## WHAT YOU WILL DO
Rewrite the listing lines from the one containing "For every instance of the blurred" down to the one containing "x=459 y=769", changing "blurred" to "hazy" and leaving all else as it is.

## DATASET EXTRACT
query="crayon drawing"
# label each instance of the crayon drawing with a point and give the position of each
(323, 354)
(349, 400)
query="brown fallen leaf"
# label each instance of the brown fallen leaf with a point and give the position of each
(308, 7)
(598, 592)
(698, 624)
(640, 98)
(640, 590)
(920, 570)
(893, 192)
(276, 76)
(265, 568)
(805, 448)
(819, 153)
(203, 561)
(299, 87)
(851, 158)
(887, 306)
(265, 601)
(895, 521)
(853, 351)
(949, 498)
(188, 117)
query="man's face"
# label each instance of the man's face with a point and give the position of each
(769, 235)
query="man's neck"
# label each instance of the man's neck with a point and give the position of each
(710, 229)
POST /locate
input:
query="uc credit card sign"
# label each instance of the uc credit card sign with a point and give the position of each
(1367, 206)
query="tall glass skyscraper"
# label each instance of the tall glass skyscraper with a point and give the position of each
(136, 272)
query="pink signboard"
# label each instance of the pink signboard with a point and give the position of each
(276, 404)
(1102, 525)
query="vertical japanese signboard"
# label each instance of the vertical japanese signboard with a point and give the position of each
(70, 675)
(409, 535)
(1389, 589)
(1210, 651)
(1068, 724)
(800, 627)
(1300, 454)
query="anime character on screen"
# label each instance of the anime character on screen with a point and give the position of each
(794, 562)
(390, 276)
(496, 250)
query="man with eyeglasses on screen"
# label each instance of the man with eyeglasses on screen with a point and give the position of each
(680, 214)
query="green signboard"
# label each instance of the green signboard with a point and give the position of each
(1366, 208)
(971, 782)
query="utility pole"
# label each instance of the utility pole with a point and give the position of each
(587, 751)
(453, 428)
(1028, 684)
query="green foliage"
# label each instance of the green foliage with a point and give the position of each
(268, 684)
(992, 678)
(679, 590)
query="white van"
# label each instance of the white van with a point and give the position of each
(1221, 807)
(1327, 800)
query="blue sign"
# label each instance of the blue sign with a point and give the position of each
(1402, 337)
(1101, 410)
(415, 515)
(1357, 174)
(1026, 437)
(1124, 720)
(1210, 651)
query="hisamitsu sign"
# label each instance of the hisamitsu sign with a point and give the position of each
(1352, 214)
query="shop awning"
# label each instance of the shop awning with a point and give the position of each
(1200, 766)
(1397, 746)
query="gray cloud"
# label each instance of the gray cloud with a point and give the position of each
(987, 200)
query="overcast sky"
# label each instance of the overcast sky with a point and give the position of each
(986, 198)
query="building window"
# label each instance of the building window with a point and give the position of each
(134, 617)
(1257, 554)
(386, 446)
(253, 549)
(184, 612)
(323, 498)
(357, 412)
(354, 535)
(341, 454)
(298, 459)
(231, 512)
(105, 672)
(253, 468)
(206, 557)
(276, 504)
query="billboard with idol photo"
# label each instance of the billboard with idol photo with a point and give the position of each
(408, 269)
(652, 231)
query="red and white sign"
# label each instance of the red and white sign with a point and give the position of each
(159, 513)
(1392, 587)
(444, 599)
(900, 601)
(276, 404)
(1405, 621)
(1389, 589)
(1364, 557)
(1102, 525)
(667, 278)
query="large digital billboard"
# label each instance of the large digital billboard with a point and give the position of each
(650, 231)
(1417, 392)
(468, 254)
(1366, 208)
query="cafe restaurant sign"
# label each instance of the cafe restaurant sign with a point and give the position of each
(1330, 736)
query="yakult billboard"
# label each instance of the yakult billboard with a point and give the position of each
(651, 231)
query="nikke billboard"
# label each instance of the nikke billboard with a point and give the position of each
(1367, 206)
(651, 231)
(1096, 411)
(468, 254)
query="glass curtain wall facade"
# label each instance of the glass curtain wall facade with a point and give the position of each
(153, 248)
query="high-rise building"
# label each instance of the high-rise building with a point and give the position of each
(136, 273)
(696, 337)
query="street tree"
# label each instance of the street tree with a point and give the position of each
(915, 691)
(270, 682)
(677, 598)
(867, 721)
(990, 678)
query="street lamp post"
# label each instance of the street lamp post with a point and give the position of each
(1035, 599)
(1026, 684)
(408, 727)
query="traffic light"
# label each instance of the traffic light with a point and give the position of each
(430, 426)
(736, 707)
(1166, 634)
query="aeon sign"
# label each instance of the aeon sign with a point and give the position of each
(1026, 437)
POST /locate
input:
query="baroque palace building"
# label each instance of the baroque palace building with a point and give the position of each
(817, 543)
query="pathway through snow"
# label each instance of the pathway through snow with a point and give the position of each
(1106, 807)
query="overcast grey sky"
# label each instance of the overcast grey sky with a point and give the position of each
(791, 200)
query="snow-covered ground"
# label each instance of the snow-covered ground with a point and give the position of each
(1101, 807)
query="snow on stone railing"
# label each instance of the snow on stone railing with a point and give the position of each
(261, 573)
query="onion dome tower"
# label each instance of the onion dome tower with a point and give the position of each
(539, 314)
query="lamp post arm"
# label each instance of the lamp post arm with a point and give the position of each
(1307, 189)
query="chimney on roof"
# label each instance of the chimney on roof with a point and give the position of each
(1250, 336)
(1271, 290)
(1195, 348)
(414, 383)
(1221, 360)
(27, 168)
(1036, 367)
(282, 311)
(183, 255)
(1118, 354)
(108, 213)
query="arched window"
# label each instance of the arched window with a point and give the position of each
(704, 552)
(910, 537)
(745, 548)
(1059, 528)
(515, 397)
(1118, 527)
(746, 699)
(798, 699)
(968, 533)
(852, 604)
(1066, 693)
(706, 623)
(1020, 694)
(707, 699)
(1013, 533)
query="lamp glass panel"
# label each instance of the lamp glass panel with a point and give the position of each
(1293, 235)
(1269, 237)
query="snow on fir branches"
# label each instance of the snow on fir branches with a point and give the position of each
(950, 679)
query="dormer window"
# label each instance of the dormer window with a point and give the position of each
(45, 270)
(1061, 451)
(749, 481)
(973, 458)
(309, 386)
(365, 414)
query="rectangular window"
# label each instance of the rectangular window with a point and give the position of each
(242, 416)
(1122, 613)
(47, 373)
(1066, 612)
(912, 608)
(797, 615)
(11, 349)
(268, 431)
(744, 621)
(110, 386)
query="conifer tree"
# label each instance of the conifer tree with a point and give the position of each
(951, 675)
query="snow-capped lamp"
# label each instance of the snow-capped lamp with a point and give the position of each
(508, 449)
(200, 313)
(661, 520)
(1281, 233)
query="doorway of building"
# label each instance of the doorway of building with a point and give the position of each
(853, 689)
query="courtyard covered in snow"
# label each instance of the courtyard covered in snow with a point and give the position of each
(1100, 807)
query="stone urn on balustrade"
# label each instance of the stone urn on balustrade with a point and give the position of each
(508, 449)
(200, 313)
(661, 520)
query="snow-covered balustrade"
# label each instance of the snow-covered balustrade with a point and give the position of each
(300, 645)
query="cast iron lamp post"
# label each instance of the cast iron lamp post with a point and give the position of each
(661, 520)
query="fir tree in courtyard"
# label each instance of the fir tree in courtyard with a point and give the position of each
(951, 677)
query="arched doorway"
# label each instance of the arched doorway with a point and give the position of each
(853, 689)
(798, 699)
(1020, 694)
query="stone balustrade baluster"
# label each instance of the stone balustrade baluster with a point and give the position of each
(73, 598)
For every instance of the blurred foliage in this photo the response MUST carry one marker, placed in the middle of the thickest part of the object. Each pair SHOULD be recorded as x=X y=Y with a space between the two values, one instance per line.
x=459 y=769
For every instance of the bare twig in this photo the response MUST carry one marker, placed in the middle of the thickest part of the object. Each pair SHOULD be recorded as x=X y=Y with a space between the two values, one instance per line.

## SOLUTION FOR THIS PROBLEM
For every instance of the hazy foliage in this photo the response MUST carry one marker, placed in the middle of the thickest part of the object. Each pair SHOULD be recorded as x=X y=Y with a space between the two values, one instance per line.
x=459 y=769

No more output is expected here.